• Exercise
These records must be written out again exactly.

• Given entries
=======

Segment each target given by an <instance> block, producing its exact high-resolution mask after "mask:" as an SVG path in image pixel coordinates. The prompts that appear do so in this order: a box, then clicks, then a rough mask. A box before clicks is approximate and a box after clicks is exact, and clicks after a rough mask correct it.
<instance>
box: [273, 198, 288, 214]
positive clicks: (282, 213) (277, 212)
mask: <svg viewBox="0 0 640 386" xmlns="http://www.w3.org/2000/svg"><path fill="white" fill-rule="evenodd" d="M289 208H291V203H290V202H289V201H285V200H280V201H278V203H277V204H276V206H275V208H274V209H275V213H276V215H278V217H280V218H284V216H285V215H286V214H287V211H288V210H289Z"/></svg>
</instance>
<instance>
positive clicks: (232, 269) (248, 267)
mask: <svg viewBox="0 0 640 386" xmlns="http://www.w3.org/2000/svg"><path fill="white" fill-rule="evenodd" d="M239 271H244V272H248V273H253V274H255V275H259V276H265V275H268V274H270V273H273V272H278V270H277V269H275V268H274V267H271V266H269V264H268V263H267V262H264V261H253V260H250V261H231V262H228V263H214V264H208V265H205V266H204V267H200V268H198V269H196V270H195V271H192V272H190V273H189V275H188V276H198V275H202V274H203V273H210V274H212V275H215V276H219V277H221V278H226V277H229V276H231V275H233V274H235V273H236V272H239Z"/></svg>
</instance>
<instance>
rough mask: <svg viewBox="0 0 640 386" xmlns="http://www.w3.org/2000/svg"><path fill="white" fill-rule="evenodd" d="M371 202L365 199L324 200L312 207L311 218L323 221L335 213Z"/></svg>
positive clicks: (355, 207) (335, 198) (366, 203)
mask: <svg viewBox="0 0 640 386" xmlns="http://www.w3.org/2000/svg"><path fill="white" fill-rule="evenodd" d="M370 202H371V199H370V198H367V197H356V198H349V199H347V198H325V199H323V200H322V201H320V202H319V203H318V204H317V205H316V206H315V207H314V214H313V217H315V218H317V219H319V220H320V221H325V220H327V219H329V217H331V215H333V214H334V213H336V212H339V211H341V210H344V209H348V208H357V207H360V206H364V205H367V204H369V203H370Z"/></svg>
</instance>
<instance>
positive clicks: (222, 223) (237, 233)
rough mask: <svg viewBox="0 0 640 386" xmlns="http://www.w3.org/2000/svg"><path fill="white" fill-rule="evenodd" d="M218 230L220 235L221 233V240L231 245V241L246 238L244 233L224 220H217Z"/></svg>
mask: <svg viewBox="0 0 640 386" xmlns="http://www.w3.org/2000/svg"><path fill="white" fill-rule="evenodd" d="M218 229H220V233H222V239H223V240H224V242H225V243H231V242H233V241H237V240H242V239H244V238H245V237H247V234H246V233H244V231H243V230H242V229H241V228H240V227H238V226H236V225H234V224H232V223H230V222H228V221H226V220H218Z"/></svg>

=======

• Output of the exercise
Segment each target given by an <instance> block, producing its exact high-resolution mask after "mask:" as an SVG path in image pixel coordinates. The prompts that appear do so in this order: a box, then clicks, then a rough mask. A box before clicks is approximate and a box after clicks is exact, and clicks after a rough mask correct it.
<instance>
box: [273, 198, 288, 214]
positive clicks: (282, 213) (277, 212)
mask: <svg viewBox="0 0 640 386" xmlns="http://www.w3.org/2000/svg"><path fill="white" fill-rule="evenodd" d="M289 208H291V203H290V202H289V201H285V200H280V201H278V203H277V204H276V206H275V208H274V209H275V213H276V215H278V217H280V218H284V216H285V215H286V214H287V211H288V210H289Z"/></svg>
</instance>
<instance>
positive clicks: (232, 269) (248, 267)
mask: <svg viewBox="0 0 640 386" xmlns="http://www.w3.org/2000/svg"><path fill="white" fill-rule="evenodd" d="M239 271H244V272H248V273H253V274H255V275H259V276H265V275H268V274H270V273H273V272H278V270H277V269H275V268H274V267H271V266H269V264H268V263H267V262H264V261H253V260H250V261H231V262H228V263H214V264H208V265H205V266H204V267H200V268H198V269H196V270H195V271H192V272H190V273H189V275H188V276H198V275H202V274H203V273H210V274H212V275H215V276H219V277H221V278H226V277H229V276H231V275H233V274H235V273H236V272H239Z"/></svg>
</instance>
<instance>
rough mask: <svg viewBox="0 0 640 386" xmlns="http://www.w3.org/2000/svg"><path fill="white" fill-rule="evenodd" d="M371 202L365 199L324 200L312 207L311 218L323 221L335 213Z"/></svg>
positive clicks: (355, 207) (335, 198) (366, 203)
mask: <svg viewBox="0 0 640 386" xmlns="http://www.w3.org/2000/svg"><path fill="white" fill-rule="evenodd" d="M370 202H371V199H370V198H367V197H356V198H349V199H347V198H325V199H323V200H322V201H320V202H319V203H318V204H317V205H316V206H315V207H314V214H313V217H315V218H317V219H319V220H320V221H325V220H327V219H329V217H331V215H333V214H334V213H336V212H339V211H341V210H344V209H348V208H357V207H360V206H364V205H367V204H369V203H370Z"/></svg>
</instance>
<instance>
positive clicks: (222, 223) (237, 233)
rough mask: <svg viewBox="0 0 640 386" xmlns="http://www.w3.org/2000/svg"><path fill="white" fill-rule="evenodd" d="M218 230L220 235L221 233V240L231 245V241L246 238L244 233L224 220H217Z"/></svg>
mask: <svg viewBox="0 0 640 386" xmlns="http://www.w3.org/2000/svg"><path fill="white" fill-rule="evenodd" d="M218 229H220V233H222V239H223V240H224V242H225V243H231V242H233V241H237V240H242V239H244V238H245V237H247V234H246V233H244V231H243V230H242V229H241V228H240V227H238V226H236V225H234V224H232V223H230V222H228V221H226V220H218Z"/></svg>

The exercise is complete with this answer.